**DIRECTIVES**
- A) Copy everything in the nail polish swatch post from "A tad messy, sorry" down to "the color across.".
- B) Write out every line of the listing below again, changing only the point coordinates in its answers: multiply each by 1.3 and round to a whole number, with halves rounded up. Leave all other lines as they are, and omit the pictures.

**PAGE EXCERPT**
Julep India & Julep Bjork

Another quick and dirty swatch post: Julep India, two coats, with one coat of Julep Bjork (Metamorphic Top Coat) on the ring finger, all topped with Julep Oxygen Performance Top Coat.

This is in natural light (shade):

A tad messy, sorry – ‘Fiend Jr.’s battering-ram kicks to my internal organs don’t do much for my concentration! I would’ve done some cleanup afterward, but the sun was setting, and I wanted to snap a few photos before it got dark.

I really love this kind of multidimensional blue and wish I had a car in this color. While I’m wishing, make that a Tesla in this blue.

Julep describes India as a “[f]reshwater blue shimmer.” I prefer straightforward color descriptions to empty-calorie marketing descriptors like “freshwater” (I sure hope fresh water wouldn’t be this color!), but I guess I can see how it gets the refreshing feeling of the color across.

It looks to me like a somewhat frosty metallic, medium cool-toned blue with fine shimmer that flashes green or teal. The base itself is a bit dichroic/duochrome-y, too, and seems to shift from cobalt blue to turquoise. The result is a polish with a lot of depth and mesmerizing sparkle that could probably flatter a wide range of skin tones.

I added Bjork (“[b]lue pearlescent silk top coat”) to the ring finger, just to see what would happen. The dichroic teal-to-purple shimmer in Bjork definitely adds to the scatter effect – and when looked at carefully, you can tell it looks a bit milkier than India alone – but it otherwise doesn’t do much for India.

**DATA IN THIS EXERCISE**
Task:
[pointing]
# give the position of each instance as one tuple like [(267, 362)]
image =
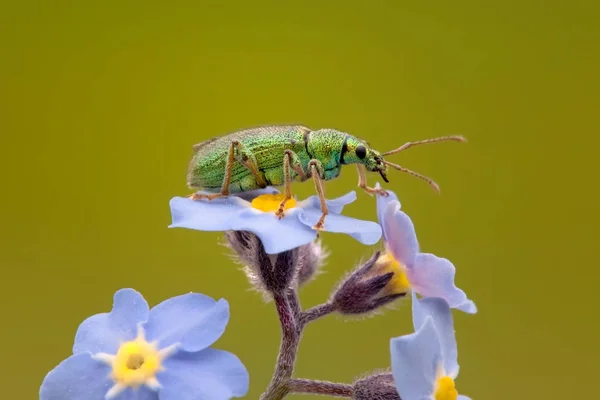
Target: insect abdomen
[(266, 145)]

**SOLVED PROBLEMS**
- A)
A tad messy, sorry – ‘Fiend Jr.’s battering-ram kicks to my internal organs don’t do much for my concentration! I would’ve done some cleanup afterward, but the sun was setting, and I wanted to snap a few photos before it got dark.

I really love this kind of multidimensional blue and wish I had a car in this color. While I’m wishing, make that a Tesla in this blue.

Julep describes India as a “[f]reshwater blue shimmer.” I prefer straightforward color descriptions to empty-calorie marketing descriptors like “freshwater” (I sure hope fresh water wouldn’t be this color!), but I guess I can see how it gets the refreshing feeling of the color across.

- B)
Task:
[pointing]
# give the position of each instance as one tuple like [(267, 362)]
image =
Target: insect abdomen
[(346, 189)]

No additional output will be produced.